## [Record excerpts]
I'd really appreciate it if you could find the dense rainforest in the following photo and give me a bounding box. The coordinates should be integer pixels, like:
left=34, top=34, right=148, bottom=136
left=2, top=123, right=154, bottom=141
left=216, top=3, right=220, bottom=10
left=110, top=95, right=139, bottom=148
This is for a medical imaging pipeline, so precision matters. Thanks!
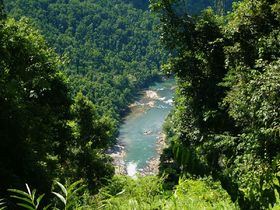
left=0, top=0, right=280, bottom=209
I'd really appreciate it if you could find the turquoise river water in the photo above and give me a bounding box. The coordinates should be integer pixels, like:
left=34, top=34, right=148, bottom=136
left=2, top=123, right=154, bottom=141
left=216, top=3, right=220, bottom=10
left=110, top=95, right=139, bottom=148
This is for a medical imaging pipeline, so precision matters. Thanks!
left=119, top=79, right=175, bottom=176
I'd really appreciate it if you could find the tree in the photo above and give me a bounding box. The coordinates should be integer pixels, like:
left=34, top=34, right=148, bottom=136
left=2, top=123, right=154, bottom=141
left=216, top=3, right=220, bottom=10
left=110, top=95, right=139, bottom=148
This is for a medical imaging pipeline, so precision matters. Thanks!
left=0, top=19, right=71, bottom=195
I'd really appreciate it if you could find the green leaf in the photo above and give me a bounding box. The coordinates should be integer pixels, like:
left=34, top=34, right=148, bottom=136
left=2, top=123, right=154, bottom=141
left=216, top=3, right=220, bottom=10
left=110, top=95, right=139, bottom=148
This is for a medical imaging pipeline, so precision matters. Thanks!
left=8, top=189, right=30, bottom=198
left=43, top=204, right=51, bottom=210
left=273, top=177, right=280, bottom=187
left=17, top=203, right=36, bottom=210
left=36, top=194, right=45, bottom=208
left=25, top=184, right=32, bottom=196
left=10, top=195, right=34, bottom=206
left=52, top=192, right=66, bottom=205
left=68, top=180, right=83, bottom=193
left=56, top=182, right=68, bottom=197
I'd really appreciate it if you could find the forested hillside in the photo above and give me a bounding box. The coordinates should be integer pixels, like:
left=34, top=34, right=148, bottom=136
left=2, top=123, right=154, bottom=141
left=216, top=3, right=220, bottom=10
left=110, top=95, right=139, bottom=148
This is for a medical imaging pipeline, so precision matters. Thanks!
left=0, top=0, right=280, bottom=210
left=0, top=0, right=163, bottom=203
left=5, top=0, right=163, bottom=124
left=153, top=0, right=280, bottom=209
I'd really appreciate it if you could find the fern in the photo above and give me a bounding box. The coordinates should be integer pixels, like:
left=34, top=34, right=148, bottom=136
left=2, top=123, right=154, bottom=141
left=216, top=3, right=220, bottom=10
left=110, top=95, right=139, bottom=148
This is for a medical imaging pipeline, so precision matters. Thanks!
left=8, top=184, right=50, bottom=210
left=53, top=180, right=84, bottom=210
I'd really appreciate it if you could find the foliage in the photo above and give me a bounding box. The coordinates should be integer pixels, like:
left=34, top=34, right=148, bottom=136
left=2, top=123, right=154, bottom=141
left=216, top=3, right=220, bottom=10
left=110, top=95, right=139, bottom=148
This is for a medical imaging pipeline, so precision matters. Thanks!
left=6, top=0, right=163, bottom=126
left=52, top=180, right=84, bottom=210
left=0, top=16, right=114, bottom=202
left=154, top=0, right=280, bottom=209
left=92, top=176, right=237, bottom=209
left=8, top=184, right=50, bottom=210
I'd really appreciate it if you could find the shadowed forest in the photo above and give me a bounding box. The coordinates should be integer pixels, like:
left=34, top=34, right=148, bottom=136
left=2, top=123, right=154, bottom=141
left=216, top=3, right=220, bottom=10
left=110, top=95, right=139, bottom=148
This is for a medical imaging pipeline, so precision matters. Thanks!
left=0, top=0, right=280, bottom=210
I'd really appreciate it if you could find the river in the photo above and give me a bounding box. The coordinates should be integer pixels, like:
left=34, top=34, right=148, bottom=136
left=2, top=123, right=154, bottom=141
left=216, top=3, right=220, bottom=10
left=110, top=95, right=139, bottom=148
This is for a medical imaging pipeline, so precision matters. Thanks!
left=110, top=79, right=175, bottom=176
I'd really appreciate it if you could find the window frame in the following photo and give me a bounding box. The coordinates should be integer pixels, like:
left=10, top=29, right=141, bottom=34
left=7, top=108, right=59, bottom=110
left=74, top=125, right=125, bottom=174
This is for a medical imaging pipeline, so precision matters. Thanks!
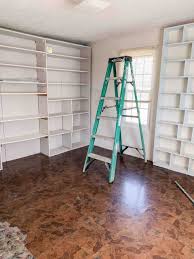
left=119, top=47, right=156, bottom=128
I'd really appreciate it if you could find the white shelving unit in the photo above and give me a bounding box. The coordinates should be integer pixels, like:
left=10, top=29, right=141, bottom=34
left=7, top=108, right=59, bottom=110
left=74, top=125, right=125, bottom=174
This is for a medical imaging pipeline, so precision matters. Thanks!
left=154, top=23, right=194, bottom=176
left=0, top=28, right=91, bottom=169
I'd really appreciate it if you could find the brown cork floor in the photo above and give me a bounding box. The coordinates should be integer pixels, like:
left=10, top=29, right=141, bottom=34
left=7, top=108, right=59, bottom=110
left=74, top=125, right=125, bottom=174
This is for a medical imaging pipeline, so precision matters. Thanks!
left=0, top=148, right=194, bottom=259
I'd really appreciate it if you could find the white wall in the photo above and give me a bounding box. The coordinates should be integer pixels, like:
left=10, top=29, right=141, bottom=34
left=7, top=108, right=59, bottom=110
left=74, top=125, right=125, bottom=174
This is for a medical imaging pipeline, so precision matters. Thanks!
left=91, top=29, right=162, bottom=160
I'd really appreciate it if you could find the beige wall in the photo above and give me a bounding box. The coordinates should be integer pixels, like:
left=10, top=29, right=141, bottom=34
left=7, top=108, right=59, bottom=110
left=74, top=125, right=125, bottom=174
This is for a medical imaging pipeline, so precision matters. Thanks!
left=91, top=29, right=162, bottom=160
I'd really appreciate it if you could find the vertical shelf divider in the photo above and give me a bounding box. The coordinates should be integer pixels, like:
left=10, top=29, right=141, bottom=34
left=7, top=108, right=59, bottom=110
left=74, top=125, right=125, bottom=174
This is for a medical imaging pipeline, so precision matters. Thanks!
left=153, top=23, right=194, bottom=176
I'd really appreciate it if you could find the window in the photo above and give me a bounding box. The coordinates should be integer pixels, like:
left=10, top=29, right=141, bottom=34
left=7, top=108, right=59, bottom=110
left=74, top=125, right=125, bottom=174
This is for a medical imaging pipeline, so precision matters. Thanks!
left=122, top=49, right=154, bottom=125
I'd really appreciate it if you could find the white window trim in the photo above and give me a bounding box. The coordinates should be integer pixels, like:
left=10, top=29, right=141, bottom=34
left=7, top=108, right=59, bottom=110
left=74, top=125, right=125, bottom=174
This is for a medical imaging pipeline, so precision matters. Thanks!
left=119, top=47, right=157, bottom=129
* * *
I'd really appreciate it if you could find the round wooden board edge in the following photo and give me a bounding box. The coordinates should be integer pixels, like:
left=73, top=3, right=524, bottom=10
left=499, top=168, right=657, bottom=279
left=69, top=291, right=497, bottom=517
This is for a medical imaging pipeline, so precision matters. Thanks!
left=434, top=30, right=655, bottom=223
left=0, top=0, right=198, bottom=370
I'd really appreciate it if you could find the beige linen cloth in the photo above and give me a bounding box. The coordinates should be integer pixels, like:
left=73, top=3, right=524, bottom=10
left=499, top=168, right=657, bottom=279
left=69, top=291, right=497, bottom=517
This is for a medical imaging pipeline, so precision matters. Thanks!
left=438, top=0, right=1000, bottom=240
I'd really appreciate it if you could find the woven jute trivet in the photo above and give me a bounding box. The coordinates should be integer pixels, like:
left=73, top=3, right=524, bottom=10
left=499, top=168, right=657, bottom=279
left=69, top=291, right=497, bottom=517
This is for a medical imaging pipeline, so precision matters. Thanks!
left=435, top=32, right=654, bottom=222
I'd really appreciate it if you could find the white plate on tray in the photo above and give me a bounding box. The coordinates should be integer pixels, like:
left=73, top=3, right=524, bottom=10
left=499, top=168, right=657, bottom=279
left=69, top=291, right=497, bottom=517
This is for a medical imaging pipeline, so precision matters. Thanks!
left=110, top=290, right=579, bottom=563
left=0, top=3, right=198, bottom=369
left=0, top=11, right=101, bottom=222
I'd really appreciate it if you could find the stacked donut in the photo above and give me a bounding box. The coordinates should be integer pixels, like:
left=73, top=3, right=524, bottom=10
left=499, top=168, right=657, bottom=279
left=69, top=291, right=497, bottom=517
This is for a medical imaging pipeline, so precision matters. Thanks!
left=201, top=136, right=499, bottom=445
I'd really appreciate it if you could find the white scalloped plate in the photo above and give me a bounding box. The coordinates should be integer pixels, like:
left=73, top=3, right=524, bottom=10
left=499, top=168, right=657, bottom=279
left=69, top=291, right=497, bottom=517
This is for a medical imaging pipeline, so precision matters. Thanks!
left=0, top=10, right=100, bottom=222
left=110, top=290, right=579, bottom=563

## [Direction]
Pull out every line in the listing above that contains the word "wall" and copy each one unchanged.

## [Written solution]
I'd really appreciate it if you could find the white wall in the photo above and give me a bounding box. The coordinates should be integer pixels, like:
I'd really appreciate it if you could find the beige wall in the photo above and give me a bounding box. The coordinates should be integer pixels, like:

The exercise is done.